> [TRY IT] If a line holds the word "hillside", copy it from the entries.
EXTRACTED ENTRIES section start
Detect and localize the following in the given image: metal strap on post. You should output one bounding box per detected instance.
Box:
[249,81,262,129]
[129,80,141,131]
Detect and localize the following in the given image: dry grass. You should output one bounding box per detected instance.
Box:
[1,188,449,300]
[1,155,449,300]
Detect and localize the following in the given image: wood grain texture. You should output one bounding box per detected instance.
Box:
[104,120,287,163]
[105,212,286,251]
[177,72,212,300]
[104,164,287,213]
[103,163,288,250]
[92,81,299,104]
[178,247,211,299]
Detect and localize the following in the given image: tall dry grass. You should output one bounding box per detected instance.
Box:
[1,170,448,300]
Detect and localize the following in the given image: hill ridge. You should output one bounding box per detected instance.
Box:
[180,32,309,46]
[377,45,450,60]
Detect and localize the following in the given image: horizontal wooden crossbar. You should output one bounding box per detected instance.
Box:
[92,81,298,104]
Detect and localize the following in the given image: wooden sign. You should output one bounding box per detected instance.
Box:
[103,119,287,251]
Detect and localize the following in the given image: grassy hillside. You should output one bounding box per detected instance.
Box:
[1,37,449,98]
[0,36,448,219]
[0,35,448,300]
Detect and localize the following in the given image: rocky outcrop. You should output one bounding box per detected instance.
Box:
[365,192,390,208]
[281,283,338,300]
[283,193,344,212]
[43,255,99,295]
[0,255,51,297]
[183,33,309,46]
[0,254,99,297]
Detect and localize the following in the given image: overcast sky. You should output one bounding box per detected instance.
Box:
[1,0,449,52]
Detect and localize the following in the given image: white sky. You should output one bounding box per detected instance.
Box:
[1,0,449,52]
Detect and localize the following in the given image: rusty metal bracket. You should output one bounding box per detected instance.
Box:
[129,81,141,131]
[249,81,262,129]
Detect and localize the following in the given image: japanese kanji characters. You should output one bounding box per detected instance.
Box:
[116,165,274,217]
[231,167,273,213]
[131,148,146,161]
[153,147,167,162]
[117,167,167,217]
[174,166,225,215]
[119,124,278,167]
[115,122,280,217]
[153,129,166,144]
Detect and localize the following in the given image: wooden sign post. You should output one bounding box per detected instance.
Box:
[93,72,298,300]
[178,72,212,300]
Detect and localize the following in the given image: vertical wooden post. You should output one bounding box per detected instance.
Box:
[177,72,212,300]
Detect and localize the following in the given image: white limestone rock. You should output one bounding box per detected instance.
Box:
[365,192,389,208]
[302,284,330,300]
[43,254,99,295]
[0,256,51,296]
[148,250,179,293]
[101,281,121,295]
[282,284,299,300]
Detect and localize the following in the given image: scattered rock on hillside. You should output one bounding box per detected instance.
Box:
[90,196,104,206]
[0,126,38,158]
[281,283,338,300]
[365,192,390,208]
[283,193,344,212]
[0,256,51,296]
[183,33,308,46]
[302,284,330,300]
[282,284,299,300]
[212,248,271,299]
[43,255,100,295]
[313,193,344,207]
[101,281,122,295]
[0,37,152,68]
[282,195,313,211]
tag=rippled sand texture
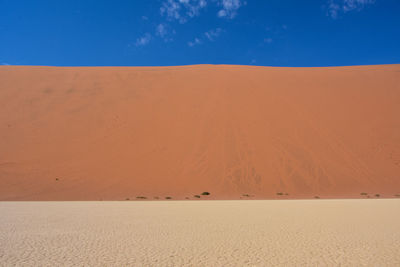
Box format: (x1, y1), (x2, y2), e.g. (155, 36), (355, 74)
(1, 65), (400, 200)
(1, 200), (400, 266)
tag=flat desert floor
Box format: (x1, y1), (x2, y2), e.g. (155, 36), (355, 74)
(1, 200), (400, 266)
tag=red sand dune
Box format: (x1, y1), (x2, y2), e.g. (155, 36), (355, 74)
(0, 65), (399, 200)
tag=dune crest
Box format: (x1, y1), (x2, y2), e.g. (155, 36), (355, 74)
(0, 65), (399, 200)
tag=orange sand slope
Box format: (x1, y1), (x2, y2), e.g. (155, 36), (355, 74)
(0, 65), (399, 200)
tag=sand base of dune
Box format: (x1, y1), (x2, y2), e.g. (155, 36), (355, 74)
(1, 199), (399, 266)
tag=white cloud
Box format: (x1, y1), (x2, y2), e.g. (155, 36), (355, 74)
(160, 0), (182, 21)
(135, 33), (152, 46)
(187, 28), (222, 47)
(264, 38), (273, 44)
(186, 0), (207, 18)
(327, 2), (340, 18)
(217, 0), (244, 19)
(343, 0), (375, 11)
(205, 28), (222, 41)
(156, 23), (174, 42)
(327, 0), (376, 18)
(156, 24), (168, 38)
(149, 0), (243, 46)
(160, 0), (244, 22)
(160, 0), (208, 23)
(188, 37), (202, 47)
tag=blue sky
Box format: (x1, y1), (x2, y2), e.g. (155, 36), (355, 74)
(0, 0), (399, 67)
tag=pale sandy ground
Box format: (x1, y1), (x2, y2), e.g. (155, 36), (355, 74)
(1, 200), (399, 266)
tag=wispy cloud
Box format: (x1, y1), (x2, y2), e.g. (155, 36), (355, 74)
(160, 0), (183, 22)
(136, 0), (244, 48)
(264, 38), (273, 44)
(160, 0), (244, 22)
(156, 24), (167, 38)
(188, 37), (202, 47)
(187, 28), (223, 47)
(342, 0), (375, 11)
(217, 0), (244, 19)
(327, 1), (341, 18)
(205, 28), (222, 41)
(261, 24), (287, 46)
(156, 23), (174, 42)
(327, 0), (376, 19)
(160, 0), (207, 24)
(135, 33), (152, 46)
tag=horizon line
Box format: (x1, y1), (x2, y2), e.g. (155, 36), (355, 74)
(1, 63), (399, 68)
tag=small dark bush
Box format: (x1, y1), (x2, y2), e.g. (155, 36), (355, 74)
(55, 178), (59, 181)
(242, 194), (250, 197)
(360, 192), (368, 196)
(185, 197), (189, 199)
(395, 194), (400, 198)
(165, 196), (172, 199)
(314, 196), (320, 199)
(277, 192), (284, 196)
(194, 195), (201, 198)
(136, 196), (147, 199)
(201, 192), (210, 196)
(375, 194), (380, 198)
(126, 198), (130, 200)
(285, 193), (289, 195)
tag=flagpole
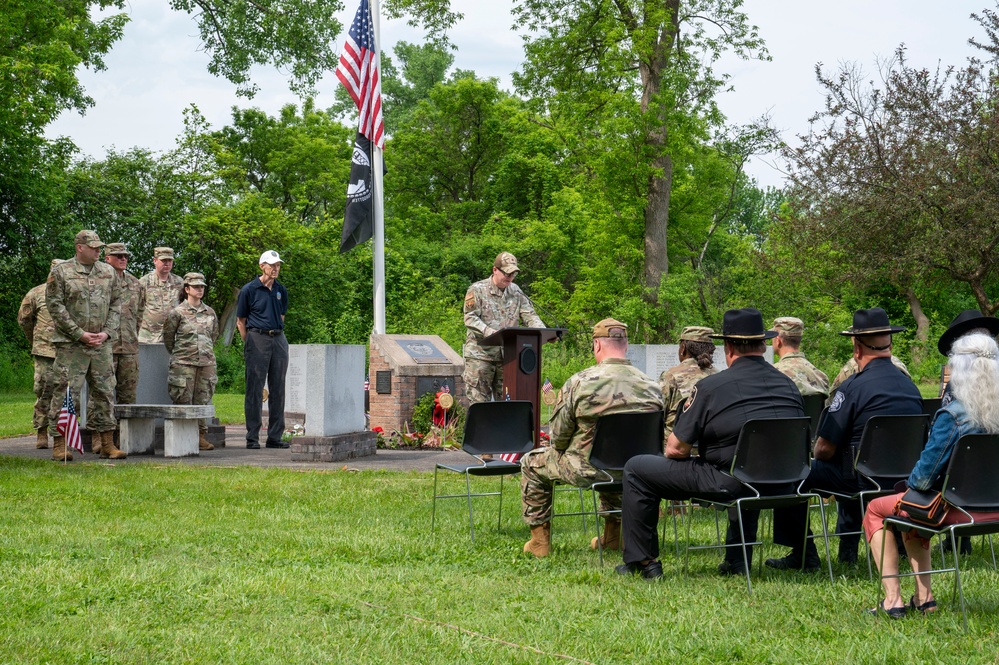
EXTRACTED ENTRIES section end
> [COMPLETED EXERCISE]
Detect and localize the following in the given image: grassy hillside. You should output one bounding box per detected instance.
Detect and localize the following in the given image: scattered rock on hillside. You should output one bounding box per detected instance.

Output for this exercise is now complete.